[Bounding-box records]
┄┄┄┄┄┄┄┄┄┄┄┄┄┄┄┄┄┄┄┄
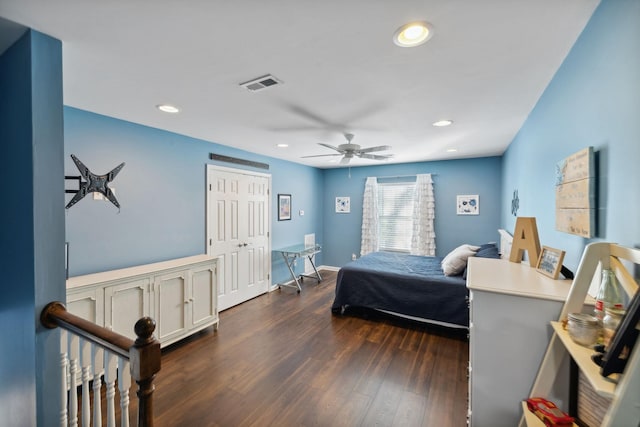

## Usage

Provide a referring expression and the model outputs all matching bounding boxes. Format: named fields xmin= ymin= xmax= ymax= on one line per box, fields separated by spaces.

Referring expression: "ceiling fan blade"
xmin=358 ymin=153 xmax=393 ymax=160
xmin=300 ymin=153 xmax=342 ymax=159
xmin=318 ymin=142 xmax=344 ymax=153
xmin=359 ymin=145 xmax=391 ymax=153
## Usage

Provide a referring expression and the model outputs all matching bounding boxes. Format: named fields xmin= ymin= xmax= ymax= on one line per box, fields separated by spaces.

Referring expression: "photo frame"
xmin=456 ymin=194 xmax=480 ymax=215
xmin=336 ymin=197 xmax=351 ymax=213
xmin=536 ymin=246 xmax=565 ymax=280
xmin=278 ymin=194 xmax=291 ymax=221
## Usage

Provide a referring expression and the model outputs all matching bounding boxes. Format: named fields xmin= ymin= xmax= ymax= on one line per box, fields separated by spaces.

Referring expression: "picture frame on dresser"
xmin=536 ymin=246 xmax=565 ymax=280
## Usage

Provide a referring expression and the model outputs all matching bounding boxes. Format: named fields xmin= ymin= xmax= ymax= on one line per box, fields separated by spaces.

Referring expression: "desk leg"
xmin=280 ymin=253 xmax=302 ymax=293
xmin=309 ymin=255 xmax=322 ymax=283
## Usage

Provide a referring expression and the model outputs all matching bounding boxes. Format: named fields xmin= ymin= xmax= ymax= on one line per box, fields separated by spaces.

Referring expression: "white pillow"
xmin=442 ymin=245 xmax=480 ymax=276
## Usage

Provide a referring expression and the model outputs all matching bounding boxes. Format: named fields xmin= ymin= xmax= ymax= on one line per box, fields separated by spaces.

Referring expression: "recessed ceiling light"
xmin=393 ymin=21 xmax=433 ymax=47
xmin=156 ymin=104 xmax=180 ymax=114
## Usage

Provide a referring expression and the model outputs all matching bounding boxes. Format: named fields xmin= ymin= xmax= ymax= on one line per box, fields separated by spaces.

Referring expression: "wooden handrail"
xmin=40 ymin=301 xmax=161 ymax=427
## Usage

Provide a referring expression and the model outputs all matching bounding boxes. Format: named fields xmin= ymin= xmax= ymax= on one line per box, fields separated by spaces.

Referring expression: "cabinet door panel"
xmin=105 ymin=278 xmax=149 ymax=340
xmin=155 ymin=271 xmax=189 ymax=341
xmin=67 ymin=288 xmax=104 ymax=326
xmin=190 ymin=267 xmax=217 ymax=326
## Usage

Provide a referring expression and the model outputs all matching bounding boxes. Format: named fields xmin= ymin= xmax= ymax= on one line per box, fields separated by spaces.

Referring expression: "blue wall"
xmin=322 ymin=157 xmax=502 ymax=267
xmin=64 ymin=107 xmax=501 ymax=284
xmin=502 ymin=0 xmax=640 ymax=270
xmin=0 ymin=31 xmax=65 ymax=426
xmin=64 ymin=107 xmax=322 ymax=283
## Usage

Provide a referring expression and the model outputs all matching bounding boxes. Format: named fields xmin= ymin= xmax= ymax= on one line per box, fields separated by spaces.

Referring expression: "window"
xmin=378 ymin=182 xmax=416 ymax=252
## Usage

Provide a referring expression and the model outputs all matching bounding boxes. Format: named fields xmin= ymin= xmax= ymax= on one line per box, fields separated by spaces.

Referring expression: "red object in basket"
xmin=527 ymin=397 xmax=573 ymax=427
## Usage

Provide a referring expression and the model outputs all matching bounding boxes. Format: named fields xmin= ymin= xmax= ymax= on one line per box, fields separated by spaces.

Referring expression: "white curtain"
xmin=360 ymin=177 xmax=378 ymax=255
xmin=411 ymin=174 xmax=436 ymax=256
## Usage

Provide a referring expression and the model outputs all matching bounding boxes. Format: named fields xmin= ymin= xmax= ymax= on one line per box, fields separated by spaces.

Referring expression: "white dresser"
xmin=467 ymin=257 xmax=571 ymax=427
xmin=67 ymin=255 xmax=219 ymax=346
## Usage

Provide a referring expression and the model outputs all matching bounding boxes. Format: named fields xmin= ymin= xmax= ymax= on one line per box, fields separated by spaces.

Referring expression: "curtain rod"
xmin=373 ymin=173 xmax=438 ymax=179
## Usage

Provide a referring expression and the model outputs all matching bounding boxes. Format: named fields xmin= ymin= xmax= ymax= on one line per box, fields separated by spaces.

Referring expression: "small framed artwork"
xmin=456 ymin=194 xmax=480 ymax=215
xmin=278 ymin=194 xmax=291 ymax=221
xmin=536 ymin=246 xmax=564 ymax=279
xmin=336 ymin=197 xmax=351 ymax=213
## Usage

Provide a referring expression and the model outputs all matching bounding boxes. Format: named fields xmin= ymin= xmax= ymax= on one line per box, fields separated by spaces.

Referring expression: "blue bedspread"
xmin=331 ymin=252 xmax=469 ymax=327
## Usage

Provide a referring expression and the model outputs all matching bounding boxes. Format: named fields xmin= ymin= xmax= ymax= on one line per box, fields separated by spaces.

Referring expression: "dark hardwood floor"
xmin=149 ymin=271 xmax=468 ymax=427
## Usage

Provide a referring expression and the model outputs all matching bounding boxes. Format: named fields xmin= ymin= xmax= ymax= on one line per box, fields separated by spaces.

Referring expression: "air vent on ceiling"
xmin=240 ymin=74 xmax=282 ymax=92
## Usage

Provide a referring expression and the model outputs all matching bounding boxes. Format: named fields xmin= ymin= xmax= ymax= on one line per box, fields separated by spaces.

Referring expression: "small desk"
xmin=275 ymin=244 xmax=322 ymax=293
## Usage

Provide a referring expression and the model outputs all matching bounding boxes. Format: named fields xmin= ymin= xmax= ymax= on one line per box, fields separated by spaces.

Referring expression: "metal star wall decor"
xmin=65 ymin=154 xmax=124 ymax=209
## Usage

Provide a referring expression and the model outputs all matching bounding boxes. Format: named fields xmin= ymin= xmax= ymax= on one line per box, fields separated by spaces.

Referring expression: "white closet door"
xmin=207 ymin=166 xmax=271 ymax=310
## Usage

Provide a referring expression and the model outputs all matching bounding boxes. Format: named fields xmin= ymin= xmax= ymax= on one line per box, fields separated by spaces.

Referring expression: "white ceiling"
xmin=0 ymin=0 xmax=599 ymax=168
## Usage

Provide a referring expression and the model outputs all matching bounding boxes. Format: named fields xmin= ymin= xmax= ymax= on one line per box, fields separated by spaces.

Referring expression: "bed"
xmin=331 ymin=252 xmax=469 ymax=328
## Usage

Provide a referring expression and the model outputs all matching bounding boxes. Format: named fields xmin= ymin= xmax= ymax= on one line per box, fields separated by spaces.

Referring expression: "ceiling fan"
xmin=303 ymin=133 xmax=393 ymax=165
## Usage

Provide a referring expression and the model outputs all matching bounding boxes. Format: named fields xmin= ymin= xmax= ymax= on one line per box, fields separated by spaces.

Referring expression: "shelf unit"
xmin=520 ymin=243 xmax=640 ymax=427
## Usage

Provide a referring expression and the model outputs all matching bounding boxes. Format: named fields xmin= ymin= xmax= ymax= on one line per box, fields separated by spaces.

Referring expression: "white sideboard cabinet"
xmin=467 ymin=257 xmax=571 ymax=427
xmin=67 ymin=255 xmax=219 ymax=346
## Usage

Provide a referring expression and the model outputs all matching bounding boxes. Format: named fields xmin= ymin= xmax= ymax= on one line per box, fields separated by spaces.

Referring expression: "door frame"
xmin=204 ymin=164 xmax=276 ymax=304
┄┄┄┄┄┄┄┄┄┄┄┄┄┄┄┄┄┄┄┄
> [The problem] Rewrite the data from its start up to and including the line with "xmin=309 ymin=255 xmax=322 ymax=283", keeping all the text and multiplying each bounding-box coordinate by 1.8, rounded to a whole number with halves going up. Leave the pictures out.

> [Exercise response]
## Usage

Provide a referring expression and the model outputs all matching bounding boxes. Format: named fields xmin= ymin= xmax= ymax= on one line per box, fields separated by spaces.

Referring expression: "ceiling fan blade"
xmin=644 ymin=275 xmax=707 ymax=288
xmin=540 ymin=275 xmax=616 ymax=286
xmin=572 ymin=256 xmax=619 ymax=275
xmin=646 ymin=261 xmax=704 ymax=275
## Usage

Provide a referring expression and the model outputs all matching bounding boxes. Format: named fields xmin= ymin= xmax= ymax= on one line per box, fields separated by spaces.

Referring expression: "photo frame"
xmin=821 ymin=349 xmax=864 ymax=387
xmin=605 ymin=355 xmax=632 ymax=383
xmin=965 ymin=443 xmax=1017 ymax=504
xmin=500 ymin=349 xmax=524 ymax=398
## Usage

Provide a referring expression and the model outputs all matching bounding boxes. Format: named fields xmin= ymin= xmax= ymax= on one line per box, fields separated by spaces.

Referring expression: "picture frame on dresser"
xmin=965 ymin=443 xmax=1017 ymax=504
## Usage

Provide a referring expression and the model outputs all matching bounding boxes. Format: named fields xmin= ymin= xmax= ymax= on one line per box, fields separated by spaces.

Referring expression: "desk leg"
xmin=504 ymin=455 xmax=544 ymax=527
xmin=556 ymin=459 xmax=580 ymax=509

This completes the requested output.